Directions for this task →
Rewrite the records below with "crispy chicken skin" changed to "golden chicken skin" and everything else left as it is. Omit the pictures from your version.

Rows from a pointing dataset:

****************

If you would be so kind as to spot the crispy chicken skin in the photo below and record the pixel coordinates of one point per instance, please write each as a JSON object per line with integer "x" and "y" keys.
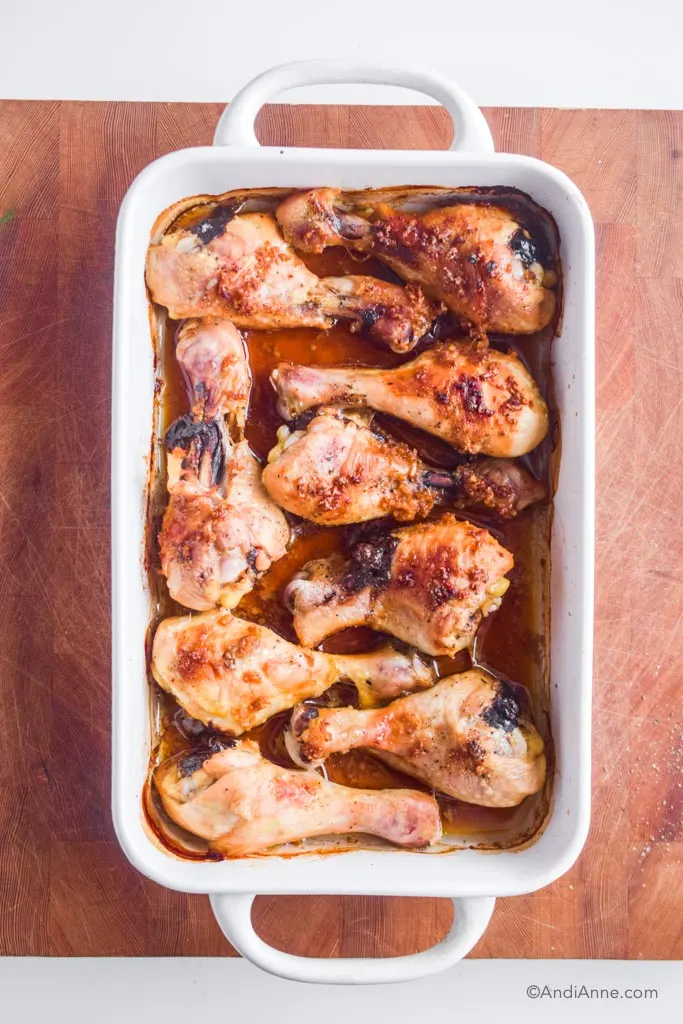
{"x": 245, "y": 271}
{"x": 479, "y": 400}
{"x": 220, "y": 530}
{"x": 244, "y": 804}
{"x": 466, "y": 736}
{"x": 429, "y": 585}
{"x": 214, "y": 360}
{"x": 476, "y": 258}
{"x": 342, "y": 469}
{"x": 232, "y": 675}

****************

Full output →
If you would be so kind as to spot the golden chicken skin in the photo below and record the pixel coordinates of one point per instance, please write each as a JSON object per line with integer "x" and "y" keys.
{"x": 245, "y": 271}
{"x": 479, "y": 400}
{"x": 220, "y": 530}
{"x": 244, "y": 804}
{"x": 466, "y": 736}
{"x": 429, "y": 585}
{"x": 214, "y": 360}
{"x": 476, "y": 258}
{"x": 342, "y": 469}
{"x": 232, "y": 675}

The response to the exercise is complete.